::: Data

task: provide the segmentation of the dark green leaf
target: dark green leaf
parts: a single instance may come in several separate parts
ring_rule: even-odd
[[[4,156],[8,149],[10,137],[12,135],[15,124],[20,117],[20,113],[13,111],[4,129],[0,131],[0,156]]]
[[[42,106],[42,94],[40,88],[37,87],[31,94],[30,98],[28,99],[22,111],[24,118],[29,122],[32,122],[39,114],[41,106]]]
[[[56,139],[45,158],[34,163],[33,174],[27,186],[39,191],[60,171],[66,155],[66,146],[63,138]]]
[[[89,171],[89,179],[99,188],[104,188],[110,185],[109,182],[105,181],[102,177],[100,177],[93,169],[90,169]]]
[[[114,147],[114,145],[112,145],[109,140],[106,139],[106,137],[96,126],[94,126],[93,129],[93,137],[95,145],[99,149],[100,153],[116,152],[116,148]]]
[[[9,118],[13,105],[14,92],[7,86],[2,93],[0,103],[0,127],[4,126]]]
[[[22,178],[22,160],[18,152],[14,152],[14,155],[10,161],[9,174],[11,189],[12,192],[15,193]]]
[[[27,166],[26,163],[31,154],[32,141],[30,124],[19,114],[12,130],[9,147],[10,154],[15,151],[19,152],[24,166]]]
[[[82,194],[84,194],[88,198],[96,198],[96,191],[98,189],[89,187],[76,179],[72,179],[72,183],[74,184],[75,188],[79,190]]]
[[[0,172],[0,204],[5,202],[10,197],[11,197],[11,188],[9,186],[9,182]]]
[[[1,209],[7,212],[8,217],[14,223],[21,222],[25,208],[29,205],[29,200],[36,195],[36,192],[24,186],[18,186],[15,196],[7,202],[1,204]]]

::::::

Exercise aim>
Which lines of the records contain the string "green", matching case? Return each of those lines in full.

The response>
task: provide the segmentation of the dark green leaf
target: dark green leaf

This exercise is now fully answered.